- Record set
○ ○ ○ ○ ○ ○ ○

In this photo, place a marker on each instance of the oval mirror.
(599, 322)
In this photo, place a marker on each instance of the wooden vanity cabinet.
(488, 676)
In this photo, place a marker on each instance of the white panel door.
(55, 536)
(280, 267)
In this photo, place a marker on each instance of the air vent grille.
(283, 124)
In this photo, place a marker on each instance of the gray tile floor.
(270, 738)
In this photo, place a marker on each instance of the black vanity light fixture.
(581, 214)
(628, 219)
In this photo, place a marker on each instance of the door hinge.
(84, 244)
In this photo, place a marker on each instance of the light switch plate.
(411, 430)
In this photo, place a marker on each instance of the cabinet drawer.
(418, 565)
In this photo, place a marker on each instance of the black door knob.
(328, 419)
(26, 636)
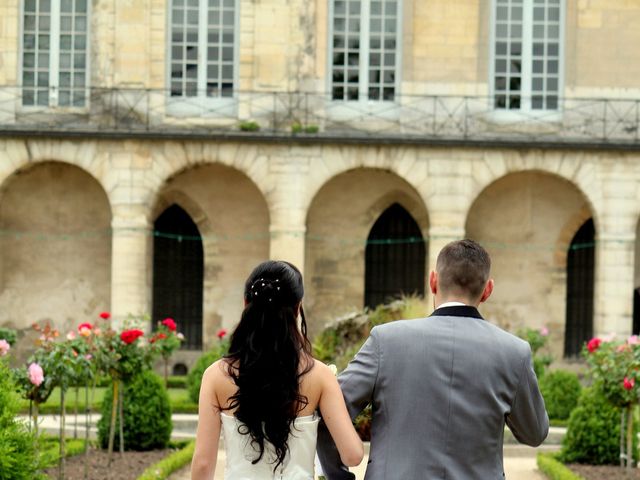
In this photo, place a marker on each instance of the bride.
(265, 392)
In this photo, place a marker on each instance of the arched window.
(580, 274)
(178, 269)
(394, 257)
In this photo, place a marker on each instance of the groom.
(442, 387)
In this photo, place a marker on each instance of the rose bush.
(615, 365)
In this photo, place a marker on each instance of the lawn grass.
(179, 398)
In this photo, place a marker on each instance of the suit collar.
(457, 311)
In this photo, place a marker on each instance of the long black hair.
(268, 355)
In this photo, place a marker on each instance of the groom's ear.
(488, 289)
(433, 282)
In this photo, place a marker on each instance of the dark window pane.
(536, 102)
(538, 49)
(538, 66)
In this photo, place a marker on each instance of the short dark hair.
(463, 268)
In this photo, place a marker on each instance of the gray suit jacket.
(442, 389)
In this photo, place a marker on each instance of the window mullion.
(54, 52)
(365, 36)
(202, 48)
(527, 57)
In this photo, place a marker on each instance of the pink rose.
(594, 344)
(4, 347)
(36, 375)
(170, 323)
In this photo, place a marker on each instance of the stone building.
(153, 151)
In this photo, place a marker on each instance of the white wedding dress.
(298, 464)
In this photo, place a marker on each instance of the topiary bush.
(593, 432)
(18, 455)
(146, 412)
(561, 390)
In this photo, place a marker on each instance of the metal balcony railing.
(279, 115)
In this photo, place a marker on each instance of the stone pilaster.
(130, 272)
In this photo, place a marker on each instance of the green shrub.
(18, 454)
(561, 390)
(168, 465)
(554, 469)
(194, 377)
(146, 411)
(177, 381)
(8, 334)
(593, 433)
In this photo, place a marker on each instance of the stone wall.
(314, 205)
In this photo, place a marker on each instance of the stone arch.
(569, 166)
(233, 218)
(526, 220)
(402, 161)
(172, 158)
(56, 263)
(339, 221)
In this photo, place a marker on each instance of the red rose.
(159, 336)
(594, 344)
(130, 336)
(170, 324)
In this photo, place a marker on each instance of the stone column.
(615, 251)
(130, 264)
(288, 211)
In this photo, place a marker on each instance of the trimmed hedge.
(170, 464)
(146, 411)
(593, 433)
(561, 391)
(554, 469)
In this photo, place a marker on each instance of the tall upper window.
(202, 51)
(527, 54)
(364, 49)
(54, 53)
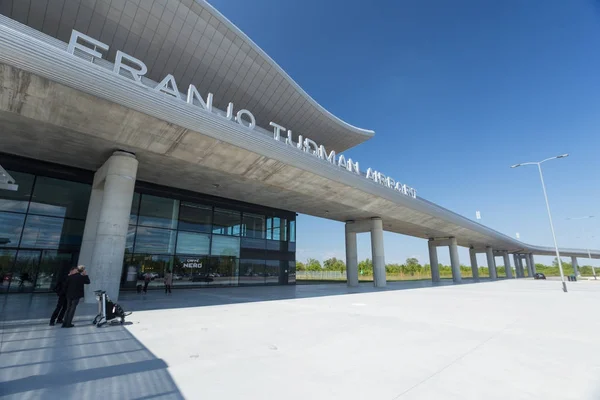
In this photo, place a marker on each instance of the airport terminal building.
(139, 137)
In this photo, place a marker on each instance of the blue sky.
(456, 91)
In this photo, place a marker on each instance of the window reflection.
(11, 226)
(225, 246)
(60, 198)
(226, 222)
(154, 240)
(19, 200)
(252, 272)
(193, 243)
(135, 208)
(292, 231)
(153, 265)
(158, 212)
(195, 217)
(272, 271)
(52, 233)
(253, 226)
(7, 260)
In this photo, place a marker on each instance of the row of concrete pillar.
(521, 261)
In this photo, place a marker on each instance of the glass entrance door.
(24, 271)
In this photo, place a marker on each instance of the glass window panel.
(292, 272)
(159, 212)
(155, 266)
(272, 271)
(252, 272)
(7, 260)
(249, 243)
(154, 240)
(274, 245)
(60, 198)
(52, 233)
(130, 239)
(23, 273)
(292, 231)
(191, 271)
(223, 271)
(276, 228)
(135, 208)
(19, 200)
(226, 222)
(195, 217)
(193, 243)
(53, 266)
(253, 226)
(225, 246)
(11, 226)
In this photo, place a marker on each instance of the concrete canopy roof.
(192, 41)
(67, 110)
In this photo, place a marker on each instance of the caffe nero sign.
(136, 69)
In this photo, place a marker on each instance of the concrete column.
(575, 266)
(528, 264)
(491, 263)
(377, 250)
(518, 267)
(454, 261)
(105, 233)
(474, 266)
(433, 262)
(351, 257)
(507, 265)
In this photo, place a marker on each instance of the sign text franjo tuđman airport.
(137, 69)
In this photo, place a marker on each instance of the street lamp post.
(539, 165)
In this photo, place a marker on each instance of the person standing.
(61, 306)
(74, 292)
(168, 281)
(147, 279)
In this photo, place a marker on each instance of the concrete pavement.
(517, 339)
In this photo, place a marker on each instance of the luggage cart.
(107, 310)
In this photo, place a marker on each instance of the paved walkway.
(517, 339)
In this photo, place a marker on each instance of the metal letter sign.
(130, 67)
(6, 181)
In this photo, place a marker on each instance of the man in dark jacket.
(61, 306)
(74, 292)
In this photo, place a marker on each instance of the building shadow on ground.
(84, 362)
(36, 308)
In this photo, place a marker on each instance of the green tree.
(313, 265)
(333, 264)
(365, 267)
(300, 266)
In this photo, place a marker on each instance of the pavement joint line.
(468, 352)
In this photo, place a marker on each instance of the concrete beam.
(474, 266)
(377, 250)
(575, 266)
(507, 266)
(433, 261)
(491, 263)
(454, 261)
(351, 258)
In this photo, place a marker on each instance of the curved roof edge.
(361, 131)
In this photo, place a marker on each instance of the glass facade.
(41, 227)
(202, 240)
(204, 243)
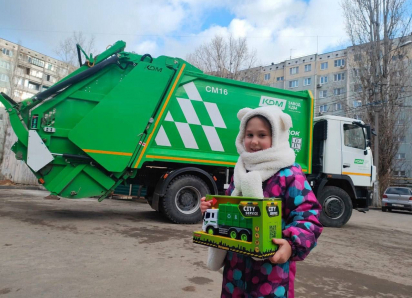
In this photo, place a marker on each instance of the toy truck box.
(242, 225)
(125, 118)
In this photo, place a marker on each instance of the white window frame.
(323, 80)
(339, 62)
(339, 77)
(4, 77)
(4, 64)
(323, 108)
(293, 85)
(400, 156)
(341, 91)
(357, 103)
(294, 70)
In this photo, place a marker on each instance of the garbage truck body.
(162, 123)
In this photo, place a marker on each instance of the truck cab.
(343, 171)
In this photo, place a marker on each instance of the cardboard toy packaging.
(242, 224)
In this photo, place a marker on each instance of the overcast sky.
(275, 28)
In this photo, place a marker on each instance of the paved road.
(82, 248)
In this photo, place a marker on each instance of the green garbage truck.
(162, 123)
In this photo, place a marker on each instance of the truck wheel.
(210, 230)
(233, 234)
(336, 207)
(181, 203)
(244, 236)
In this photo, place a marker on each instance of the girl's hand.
(205, 205)
(283, 253)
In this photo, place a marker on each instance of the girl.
(267, 168)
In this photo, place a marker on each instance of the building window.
(324, 80)
(399, 173)
(338, 77)
(401, 139)
(4, 64)
(293, 84)
(323, 108)
(339, 62)
(6, 91)
(34, 86)
(294, 70)
(357, 103)
(7, 52)
(35, 61)
(357, 88)
(4, 77)
(50, 66)
(400, 156)
(353, 136)
(307, 82)
(36, 73)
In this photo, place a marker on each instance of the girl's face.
(258, 135)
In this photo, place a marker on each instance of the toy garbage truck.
(164, 124)
(241, 224)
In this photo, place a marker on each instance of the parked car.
(397, 198)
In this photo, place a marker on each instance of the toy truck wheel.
(244, 236)
(210, 230)
(233, 234)
(336, 207)
(181, 203)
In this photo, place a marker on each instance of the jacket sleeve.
(301, 214)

○ ○ ○ ○ ○ ○ ○

- What is required
Write out the data in full and exactly as given, though without the images.

- Task output
In this photo, place a marker on each instance of the oval mirror.
(599, 322)
In this photo, place a marker on each instance of the wooden vanity cabinet.
(488, 676)
In this photo, place a marker on each instance of the white panel door.
(55, 536)
(280, 267)
In this photo, place a marker on each instance of the air vent grille.
(283, 124)
In this photo, place a marker on each instance of the gray tile floor.
(270, 738)
In this photo, place a marker on each instance of the black vanity light fixture.
(581, 214)
(628, 219)
In this photo, place a marker on each instance of the door hinge.
(84, 244)
In this photo, place a marker on each instance of the light switch plate.
(411, 430)
In this photo, place a marker on each instance of the cabinet drawer.
(418, 565)
In this photo, place a marker on each instance of the black door knob.
(328, 419)
(26, 636)
In this photo, place a marker on each instance of the bride.
(265, 392)
In this photo, place a marker on each instance of the arched window.
(580, 274)
(178, 269)
(394, 257)
In this photo, place a marker on each instance of the groom.
(442, 387)
In this photo, place a marker on each instance of the rose bush.
(615, 365)
In this photo, place a marker on each instance of the lawn grass.
(179, 398)
In this photo, place a marker on each instance of the suit collar.
(457, 311)
In this photo, place a marker on each instance of the long black hair.
(268, 355)
In this photo, place a marker on each instance of the groom's ear.
(488, 289)
(433, 282)
In this photo, place a marker on each instance of the dark window pane.
(536, 102)
(538, 49)
(538, 66)
In this photo, place a marker on each instance of the short dark hair.
(463, 268)
In this photo, place a marker on each instance of the gray suit jacket.
(442, 389)
In this photo, place a marker on each instance of the window mullion.
(54, 52)
(365, 36)
(202, 48)
(527, 57)
In this photo, place a marker on each instance of the pink rose.
(594, 344)
(4, 347)
(36, 375)
(170, 323)
In this photo, place a marker on each instance of the stone building.
(153, 151)
In this photo, place a marker on each instance of the white wedding dress.
(298, 464)
In this photo, place a marker on each instance of the topiary bush.
(593, 432)
(18, 455)
(146, 412)
(561, 390)
In this photo, place a marker on each instance of the metal balcony railing.
(279, 115)
In this photo, place a marker on each instance of the stone pilaster.
(130, 272)
In this photo, place a marker on each instance of the green shrub.
(18, 454)
(561, 390)
(168, 465)
(554, 469)
(194, 377)
(146, 411)
(177, 381)
(8, 334)
(593, 433)
In this photo, place a marker on each instance of the stone wall.
(314, 205)
In this photo, place a marker on each instance of the stone arch.
(569, 166)
(233, 218)
(526, 220)
(402, 161)
(172, 158)
(56, 263)
(339, 221)
In this photo, place a marker on each instance of the red rose.
(159, 336)
(594, 344)
(130, 336)
(170, 324)
In this photo, place a marker on each instance of the stone column.
(615, 251)
(130, 264)
(288, 211)
In this photo, place a marker on each instance of the trimmed hedge.
(170, 464)
(146, 411)
(593, 433)
(561, 391)
(554, 469)
In this photo, place a marker on each instance of the tall upper window.
(202, 51)
(527, 54)
(364, 49)
(54, 53)
In this photo, place a marker on each instance of the airport terminal building.
(139, 137)
In this photo, place a marker on each instance of the blue sky.
(456, 91)
In this photo, place a marker on each instance of the window reflection.
(11, 226)
(225, 246)
(60, 198)
(226, 222)
(154, 240)
(19, 200)
(252, 272)
(193, 243)
(135, 208)
(292, 231)
(153, 265)
(158, 212)
(195, 217)
(272, 271)
(52, 233)
(253, 226)
(7, 260)
In this photo, place a marker on each instance of the row of concrete pillar.
(521, 261)
In this photo, place a marker on each instance of the glass entrance door.
(24, 271)
In this photo, place a marker on each instance of the glass window panel.
(292, 272)
(159, 212)
(155, 266)
(272, 271)
(252, 272)
(7, 260)
(249, 243)
(154, 240)
(274, 245)
(60, 198)
(52, 233)
(130, 239)
(23, 273)
(292, 231)
(191, 271)
(223, 271)
(276, 228)
(135, 208)
(19, 200)
(226, 222)
(195, 217)
(193, 243)
(53, 266)
(253, 226)
(225, 246)
(11, 226)
In this photo, place a marker on each instance of the concrete canopy roof.
(192, 41)
(67, 110)
In this photo, place a marker on each instance of the caffe nero sign.
(136, 69)
In this photo, place a marker on each instance of the concrete column.
(575, 266)
(528, 264)
(491, 263)
(377, 250)
(518, 267)
(454, 261)
(105, 233)
(474, 266)
(433, 262)
(351, 257)
(507, 265)
In this photo, place a marker on each instance of the sign text franjo tuđman airport.
(137, 69)
In this photo, place a marker on each instance of the street lamp post.
(539, 165)
In this photo, place a marker on each instance of the person standing.
(61, 306)
(74, 292)
(168, 281)
(147, 279)
In this photo, place a marker on each instance of the concrete pavement.
(517, 339)
In this photo, place a marker on each instance of the luggage cart.
(107, 310)
In this photo, place a marker on each instance of the paved walkway.
(517, 339)
In this photo, place a marker on each instance of the metal letter sign.
(130, 67)
(6, 181)
In this photo, place a marker on each instance of the man in dark jacket.
(61, 306)
(74, 292)
In this photo, place a marker on each instance of the building shadow on ground.
(84, 362)
(36, 308)
In this photo, place a marker on each instance of the green tree.
(313, 265)
(333, 264)
(365, 267)
(300, 266)
In this photo, place a marker on each instance of the pavement joint line.
(468, 352)
In this photo, place a marker on each instance of the concrete beam.
(474, 266)
(377, 250)
(575, 266)
(507, 266)
(433, 261)
(491, 263)
(454, 261)
(351, 258)
In this photo, place a marker on each instance of the curved roof edge.
(361, 131)
In this photo, place a marker on each instance of the glass facade.
(41, 227)
(202, 240)
(204, 243)
In this photo, place a marker on each instance of the toy truck box.
(242, 225)
(125, 118)
In this photo, place a marker on each instance of the white window frame.
(323, 80)
(339, 62)
(339, 77)
(4, 77)
(4, 64)
(323, 108)
(293, 85)
(400, 156)
(341, 91)
(357, 103)
(294, 70)
In this photo, place a marker on each instance of the garbage truck body.
(162, 123)
In this photo, place a marker on each instance of the truck cab.
(343, 171)
In this photo, place a marker on each instance of the cardboard toy packaging.
(242, 224)
In this photo, place a marker on each instance of the overcast sky.
(275, 28)
In this photo, place a marker on each instance of the paved road.
(82, 248)
In this photo, place a marker on each instance of the green garbage truck.
(162, 123)
In this photo, place a marker on each instance of the truck wheel.
(210, 230)
(233, 234)
(336, 207)
(181, 203)
(244, 236)
In this photo, place a marker on each instance of the girl's hand.
(205, 205)
(283, 253)
In this photo, place a marker on each instance of the girl.
(267, 168)
In this photo, place a marker on each instance of the building window.
(324, 80)
(399, 173)
(338, 77)
(401, 139)
(4, 64)
(293, 84)
(323, 108)
(339, 62)
(6, 91)
(34, 86)
(294, 70)
(357, 103)
(7, 52)
(35, 61)
(357, 88)
(4, 77)
(50, 66)
(400, 156)
(353, 136)
(307, 82)
(36, 73)
In this photo, place a marker on each instance of the girl's face.
(258, 135)
In this photo, place a marker on each instance of the toy garbage truck.
(164, 124)
(241, 224)
In this photo, place a marker on each instance of the parked car.
(397, 198)
In this photo, place a marker on each instance of the toy truck wheel.
(244, 236)
(210, 230)
(233, 234)
(336, 207)
(181, 203)
In this photo, place a marker on each instance of the jacket sleeve.
(301, 214)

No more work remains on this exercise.